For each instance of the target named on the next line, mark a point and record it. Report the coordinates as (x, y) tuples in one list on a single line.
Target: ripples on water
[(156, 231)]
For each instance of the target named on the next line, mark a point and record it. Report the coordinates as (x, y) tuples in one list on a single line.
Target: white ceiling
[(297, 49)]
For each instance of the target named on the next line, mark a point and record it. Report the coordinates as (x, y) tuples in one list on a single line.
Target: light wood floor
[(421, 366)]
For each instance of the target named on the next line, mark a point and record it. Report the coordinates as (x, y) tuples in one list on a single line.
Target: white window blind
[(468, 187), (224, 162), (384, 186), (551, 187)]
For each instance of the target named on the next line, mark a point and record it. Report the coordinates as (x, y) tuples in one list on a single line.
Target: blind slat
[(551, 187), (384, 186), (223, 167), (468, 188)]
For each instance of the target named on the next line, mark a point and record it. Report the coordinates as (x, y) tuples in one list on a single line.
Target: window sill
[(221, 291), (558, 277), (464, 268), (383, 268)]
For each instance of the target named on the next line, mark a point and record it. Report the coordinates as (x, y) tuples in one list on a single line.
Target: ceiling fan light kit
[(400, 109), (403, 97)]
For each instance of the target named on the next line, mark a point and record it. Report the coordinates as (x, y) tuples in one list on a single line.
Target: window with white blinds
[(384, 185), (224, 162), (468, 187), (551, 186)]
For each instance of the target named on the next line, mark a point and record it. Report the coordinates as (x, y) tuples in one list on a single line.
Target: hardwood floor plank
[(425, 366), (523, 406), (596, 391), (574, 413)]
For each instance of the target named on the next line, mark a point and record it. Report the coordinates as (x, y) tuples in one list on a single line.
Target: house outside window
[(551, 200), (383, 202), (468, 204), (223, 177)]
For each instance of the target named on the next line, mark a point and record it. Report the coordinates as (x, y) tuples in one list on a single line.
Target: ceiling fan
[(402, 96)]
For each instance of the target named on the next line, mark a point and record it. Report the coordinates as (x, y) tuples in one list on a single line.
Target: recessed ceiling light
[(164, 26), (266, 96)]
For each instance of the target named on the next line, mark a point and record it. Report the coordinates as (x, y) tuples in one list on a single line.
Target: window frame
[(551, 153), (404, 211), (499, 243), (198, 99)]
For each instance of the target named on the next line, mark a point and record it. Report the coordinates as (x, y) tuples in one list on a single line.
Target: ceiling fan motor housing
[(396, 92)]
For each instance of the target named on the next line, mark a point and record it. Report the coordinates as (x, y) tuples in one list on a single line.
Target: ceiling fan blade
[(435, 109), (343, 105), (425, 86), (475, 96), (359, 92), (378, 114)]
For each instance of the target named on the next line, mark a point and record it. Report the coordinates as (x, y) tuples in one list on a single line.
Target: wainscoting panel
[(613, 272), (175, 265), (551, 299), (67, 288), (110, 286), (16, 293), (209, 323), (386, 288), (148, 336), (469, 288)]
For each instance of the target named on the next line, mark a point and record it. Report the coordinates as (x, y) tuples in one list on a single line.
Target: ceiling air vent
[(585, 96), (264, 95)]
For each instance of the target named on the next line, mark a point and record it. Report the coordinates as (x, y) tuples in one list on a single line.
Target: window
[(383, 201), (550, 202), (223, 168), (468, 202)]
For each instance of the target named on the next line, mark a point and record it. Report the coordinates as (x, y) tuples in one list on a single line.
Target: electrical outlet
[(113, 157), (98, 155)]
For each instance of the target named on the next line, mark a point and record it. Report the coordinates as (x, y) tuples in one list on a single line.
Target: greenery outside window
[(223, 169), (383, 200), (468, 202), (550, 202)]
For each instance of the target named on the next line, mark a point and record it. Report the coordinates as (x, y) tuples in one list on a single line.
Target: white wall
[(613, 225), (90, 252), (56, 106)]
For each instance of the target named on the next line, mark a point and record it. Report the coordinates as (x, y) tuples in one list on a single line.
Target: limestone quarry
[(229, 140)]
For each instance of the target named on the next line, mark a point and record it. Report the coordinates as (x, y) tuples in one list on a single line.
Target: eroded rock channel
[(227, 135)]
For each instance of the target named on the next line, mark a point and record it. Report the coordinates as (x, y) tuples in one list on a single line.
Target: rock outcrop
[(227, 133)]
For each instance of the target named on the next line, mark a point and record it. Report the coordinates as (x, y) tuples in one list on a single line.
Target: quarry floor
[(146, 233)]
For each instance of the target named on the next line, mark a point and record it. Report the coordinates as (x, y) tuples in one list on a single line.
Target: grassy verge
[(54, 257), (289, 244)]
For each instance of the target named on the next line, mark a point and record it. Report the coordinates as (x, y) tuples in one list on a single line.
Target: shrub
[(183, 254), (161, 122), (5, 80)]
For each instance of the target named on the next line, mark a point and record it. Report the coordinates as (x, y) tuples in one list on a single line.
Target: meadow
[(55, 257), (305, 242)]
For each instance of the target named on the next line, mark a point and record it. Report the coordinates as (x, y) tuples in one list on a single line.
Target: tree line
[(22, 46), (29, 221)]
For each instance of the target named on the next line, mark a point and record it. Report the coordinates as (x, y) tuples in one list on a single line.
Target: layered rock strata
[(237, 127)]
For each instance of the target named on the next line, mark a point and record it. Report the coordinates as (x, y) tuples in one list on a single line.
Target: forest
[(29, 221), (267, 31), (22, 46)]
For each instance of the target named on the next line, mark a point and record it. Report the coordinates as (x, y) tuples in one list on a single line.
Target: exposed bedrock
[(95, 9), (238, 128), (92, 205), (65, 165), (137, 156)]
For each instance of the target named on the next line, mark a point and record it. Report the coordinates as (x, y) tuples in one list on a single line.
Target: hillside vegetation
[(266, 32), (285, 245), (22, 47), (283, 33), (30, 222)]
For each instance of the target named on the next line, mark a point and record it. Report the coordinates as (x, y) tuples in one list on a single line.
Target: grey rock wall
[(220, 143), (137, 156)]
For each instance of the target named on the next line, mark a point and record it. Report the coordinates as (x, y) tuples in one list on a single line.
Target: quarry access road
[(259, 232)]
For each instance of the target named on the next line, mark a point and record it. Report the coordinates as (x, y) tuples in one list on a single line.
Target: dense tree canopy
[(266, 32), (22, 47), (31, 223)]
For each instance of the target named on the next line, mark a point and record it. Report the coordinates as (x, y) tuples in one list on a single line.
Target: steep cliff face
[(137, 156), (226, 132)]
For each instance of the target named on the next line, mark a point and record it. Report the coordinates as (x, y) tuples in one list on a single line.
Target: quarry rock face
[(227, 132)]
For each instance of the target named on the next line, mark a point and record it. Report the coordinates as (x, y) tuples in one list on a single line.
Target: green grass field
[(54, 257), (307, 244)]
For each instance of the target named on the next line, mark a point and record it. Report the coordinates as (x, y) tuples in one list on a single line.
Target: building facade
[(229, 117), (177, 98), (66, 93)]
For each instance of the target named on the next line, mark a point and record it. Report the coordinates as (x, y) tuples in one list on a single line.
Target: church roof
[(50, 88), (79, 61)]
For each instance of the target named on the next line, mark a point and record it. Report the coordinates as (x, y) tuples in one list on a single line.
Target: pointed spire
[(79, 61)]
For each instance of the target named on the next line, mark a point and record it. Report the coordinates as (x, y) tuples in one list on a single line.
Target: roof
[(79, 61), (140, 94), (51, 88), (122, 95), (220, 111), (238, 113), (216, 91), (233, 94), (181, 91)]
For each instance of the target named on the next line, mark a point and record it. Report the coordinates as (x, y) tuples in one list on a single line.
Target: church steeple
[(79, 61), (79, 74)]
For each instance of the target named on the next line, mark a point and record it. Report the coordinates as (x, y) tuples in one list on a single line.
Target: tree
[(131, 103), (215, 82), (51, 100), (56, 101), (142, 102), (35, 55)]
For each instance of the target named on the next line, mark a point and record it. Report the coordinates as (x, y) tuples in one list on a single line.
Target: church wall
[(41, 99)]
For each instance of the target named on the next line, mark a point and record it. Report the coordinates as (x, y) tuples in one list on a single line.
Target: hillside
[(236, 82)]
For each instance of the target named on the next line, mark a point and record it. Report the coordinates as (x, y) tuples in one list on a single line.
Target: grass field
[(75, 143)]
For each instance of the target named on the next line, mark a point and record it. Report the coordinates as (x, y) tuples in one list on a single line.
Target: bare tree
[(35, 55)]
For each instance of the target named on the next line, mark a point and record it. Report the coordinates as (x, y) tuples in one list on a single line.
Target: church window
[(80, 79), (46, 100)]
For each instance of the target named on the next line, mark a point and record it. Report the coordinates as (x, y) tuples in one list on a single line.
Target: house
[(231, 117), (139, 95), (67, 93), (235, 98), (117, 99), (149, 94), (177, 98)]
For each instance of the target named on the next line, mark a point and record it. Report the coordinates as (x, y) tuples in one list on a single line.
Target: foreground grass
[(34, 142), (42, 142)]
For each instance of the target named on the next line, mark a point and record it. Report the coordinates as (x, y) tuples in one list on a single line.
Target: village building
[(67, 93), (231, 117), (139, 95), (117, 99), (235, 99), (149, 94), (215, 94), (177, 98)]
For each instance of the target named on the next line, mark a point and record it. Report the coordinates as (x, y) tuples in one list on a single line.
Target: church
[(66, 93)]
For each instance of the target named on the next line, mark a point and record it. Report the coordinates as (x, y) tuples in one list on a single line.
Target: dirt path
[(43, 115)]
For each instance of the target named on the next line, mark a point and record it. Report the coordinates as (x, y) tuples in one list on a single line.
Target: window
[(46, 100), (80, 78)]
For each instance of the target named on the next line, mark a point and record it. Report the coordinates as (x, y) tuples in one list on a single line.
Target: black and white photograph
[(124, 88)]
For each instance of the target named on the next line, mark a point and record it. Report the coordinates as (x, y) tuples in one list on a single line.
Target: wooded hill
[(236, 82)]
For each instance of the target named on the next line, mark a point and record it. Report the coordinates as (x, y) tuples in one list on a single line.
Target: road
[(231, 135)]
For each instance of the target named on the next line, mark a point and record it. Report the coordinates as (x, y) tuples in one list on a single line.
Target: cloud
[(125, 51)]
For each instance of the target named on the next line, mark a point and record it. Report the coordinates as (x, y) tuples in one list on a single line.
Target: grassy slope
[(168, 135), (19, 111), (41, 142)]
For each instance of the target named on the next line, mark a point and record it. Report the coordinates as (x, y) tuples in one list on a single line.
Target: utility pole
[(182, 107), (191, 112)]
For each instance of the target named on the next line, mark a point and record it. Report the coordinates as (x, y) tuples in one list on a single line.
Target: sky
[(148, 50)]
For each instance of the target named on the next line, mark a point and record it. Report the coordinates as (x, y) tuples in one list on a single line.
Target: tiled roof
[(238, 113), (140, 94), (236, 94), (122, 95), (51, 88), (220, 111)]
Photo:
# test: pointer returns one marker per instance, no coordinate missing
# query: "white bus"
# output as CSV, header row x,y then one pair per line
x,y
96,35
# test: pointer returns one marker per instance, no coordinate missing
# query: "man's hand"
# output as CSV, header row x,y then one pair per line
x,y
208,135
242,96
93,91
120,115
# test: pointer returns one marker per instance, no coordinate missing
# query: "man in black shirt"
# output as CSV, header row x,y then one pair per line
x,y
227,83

══════════

Aim of the exercise: Each line of the material that has "query" in it should be counted; reply with that number alone.

Result: 3